THE EXERCISE
Gather every line in the records below that contains the word "mushroom", and copy each of those lines out in full.

GIVEN DATA
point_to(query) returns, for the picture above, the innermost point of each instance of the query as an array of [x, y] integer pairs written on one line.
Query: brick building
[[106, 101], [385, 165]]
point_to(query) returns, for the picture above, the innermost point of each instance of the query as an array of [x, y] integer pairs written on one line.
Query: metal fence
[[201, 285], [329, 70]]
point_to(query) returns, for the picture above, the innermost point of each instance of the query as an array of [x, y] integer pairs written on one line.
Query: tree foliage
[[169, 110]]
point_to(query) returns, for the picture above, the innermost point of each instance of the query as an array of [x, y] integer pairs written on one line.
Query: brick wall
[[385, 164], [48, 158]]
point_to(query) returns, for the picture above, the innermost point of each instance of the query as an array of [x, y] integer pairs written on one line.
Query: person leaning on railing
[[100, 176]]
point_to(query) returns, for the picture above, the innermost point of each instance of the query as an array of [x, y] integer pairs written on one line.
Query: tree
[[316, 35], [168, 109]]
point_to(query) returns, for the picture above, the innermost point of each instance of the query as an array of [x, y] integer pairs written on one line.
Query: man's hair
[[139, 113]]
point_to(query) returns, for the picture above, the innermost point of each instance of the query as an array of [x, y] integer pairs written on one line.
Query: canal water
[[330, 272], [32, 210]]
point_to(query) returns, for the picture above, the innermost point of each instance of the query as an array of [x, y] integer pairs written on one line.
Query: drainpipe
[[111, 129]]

---

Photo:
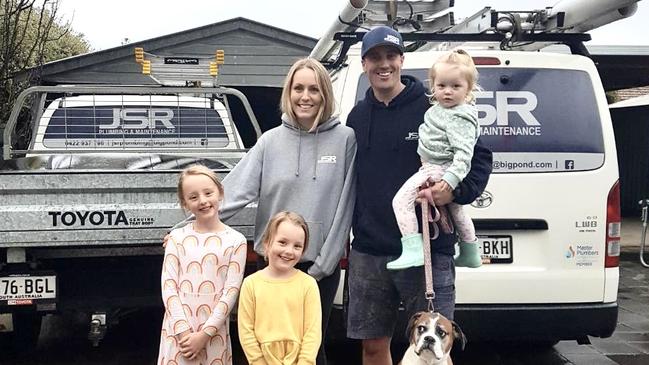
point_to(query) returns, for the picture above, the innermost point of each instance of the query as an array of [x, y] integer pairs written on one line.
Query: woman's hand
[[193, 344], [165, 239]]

* * *

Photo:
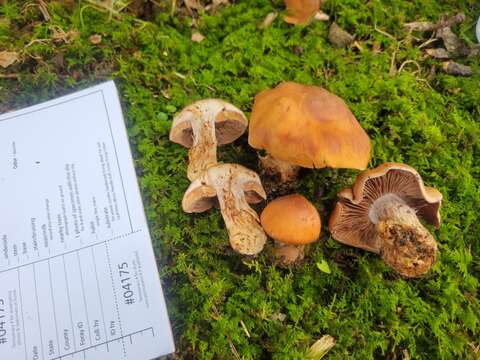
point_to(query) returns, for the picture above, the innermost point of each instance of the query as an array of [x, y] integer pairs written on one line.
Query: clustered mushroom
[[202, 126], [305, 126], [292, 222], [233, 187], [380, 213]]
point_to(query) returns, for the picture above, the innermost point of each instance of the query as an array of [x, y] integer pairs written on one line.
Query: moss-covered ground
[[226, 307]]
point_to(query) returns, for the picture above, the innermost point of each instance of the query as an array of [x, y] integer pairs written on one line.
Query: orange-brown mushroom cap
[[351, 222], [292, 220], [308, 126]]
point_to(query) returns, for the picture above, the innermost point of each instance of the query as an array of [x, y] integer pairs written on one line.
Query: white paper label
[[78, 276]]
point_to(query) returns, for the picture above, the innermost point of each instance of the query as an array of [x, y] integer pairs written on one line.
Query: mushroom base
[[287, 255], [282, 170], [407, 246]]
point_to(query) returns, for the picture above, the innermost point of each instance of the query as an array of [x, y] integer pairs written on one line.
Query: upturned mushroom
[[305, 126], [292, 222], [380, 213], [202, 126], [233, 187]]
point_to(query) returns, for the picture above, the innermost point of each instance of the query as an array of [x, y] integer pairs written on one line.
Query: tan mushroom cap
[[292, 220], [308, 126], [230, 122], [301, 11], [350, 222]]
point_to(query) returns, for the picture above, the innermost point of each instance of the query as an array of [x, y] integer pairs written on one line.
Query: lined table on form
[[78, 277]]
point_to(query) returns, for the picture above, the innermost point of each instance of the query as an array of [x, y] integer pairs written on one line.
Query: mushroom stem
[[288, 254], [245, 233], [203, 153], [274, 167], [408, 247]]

COMPLETE RESPONSE
Query: clustered mushroom
Query: orange-brown mushroom cap
Query: mushroom base
Query: upturned mushroom
Query: tan mushroom cap
Query: mushroom stem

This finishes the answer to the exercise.